**RAW DATA:**

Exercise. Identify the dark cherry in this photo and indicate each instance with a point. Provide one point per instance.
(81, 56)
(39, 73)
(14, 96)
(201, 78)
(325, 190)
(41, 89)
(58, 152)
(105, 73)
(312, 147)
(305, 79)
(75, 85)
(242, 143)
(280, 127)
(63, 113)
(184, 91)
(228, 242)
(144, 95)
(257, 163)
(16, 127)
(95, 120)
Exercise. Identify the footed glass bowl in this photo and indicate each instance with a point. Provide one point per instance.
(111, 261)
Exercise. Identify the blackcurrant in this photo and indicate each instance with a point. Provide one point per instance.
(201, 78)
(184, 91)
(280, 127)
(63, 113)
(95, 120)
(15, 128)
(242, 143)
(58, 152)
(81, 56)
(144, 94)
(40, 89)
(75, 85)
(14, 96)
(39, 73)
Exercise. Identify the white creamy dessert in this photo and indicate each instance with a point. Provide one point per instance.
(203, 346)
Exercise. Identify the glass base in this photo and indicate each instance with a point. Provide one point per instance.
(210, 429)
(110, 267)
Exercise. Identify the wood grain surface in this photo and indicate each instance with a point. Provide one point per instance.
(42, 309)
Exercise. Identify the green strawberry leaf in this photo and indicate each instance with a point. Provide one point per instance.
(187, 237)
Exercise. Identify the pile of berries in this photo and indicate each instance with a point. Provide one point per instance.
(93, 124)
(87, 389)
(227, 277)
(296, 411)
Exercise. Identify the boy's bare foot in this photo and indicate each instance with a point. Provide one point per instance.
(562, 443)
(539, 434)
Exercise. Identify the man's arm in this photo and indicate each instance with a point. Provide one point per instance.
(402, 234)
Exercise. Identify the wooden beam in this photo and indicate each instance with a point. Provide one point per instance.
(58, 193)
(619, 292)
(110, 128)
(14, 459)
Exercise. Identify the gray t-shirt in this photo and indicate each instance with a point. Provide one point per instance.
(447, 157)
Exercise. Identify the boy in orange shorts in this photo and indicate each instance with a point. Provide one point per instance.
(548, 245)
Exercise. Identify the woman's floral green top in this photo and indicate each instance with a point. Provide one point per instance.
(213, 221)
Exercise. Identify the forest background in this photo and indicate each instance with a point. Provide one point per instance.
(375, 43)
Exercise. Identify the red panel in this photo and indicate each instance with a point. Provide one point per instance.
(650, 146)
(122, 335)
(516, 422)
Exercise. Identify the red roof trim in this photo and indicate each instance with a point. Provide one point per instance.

**GIVEN REQUEST:** Can you reproduce all of the entries above, word for word and in the same order?

**TASK RESULT:**
Exercise. Identify the dark cherry in this photo and indicate each instance with a point. Provide one point per instance.
(81, 56)
(39, 73)
(14, 96)
(201, 78)
(325, 190)
(41, 89)
(58, 152)
(105, 73)
(312, 147)
(305, 79)
(75, 85)
(242, 143)
(280, 127)
(63, 113)
(184, 91)
(228, 242)
(144, 95)
(257, 163)
(16, 127)
(95, 120)
Exercise. Identify the footed glass bowl in this photo and indicate each instance with a point. Provide one point per instance.
(111, 261)
Exercise. Identify the blackcurrant in this photo and indicate each instance with a point. Provide one point per instance.
(201, 78)
(184, 91)
(280, 127)
(63, 113)
(95, 120)
(15, 128)
(242, 143)
(58, 152)
(81, 56)
(144, 94)
(40, 89)
(75, 85)
(14, 96)
(39, 73)
Exercise. Identify the white creamy dessert in this photo and indicate each instance with a point. Provide one point per instance.
(203, 346)
Exercise. Identify the glass base in this photo and indicate each instance with a point. Provide one point per instance.
(210, 429)
(110, 267)
Exercise. Identify the wood grain surface in this photo and indicate each instance with a point. Provide one point per instance.
(42, 309)
Exercise. Identify the green strawberry leaf in this photo and indicate each instance with a point. Provide one point per instance.
(187, 237)
Exercise. Identify the pile of berries in this photo and indicate each instance with a point. Provide one point per instance.
(93, 124)
(87, 389)
(227, 277)
(296, 411)
Exercise. Identify the boy's bare foot in this photo and indicate each instance with a point. Provide one point per instance.
(562, 443)
(539, 434)
Exercise. Identify the man's arm in this photo and indicate each instance with a point. Provide one point per instance.
(402, 234)
Exercise. Identify the wooden beam in this photo and indicate each instance with a point. Provide one point per instance.
(58, 193)
(619, 292)
(110, 128)
(14, 459)
Exercise. Identify the gray t-shirt in this photo and indicate each instance with a point. Provide one point per instance.
(447, 157)
Exercise. Identify the boy in orange shorts in this photo and indicate each instance with a point. Provide one point per instance.
(548, 245)
Exercise. Identify the woman's floral green top in this photo and indicate each instance with a point. Provide one point per instance.
(213, 221)
Exercise. Identify the forest background in this photo and indicate each instance with a point. Provide one point per instance.
(375, 43)
Exercise. Identify the red panel in this photo and indicate each instance with a point. Provide one point per instance.
(650, 146)
(122, 335)
(516, 422)
Exercise. Identify the red roof trim in this photo and indicate each instance with a point. Provide one point per instance.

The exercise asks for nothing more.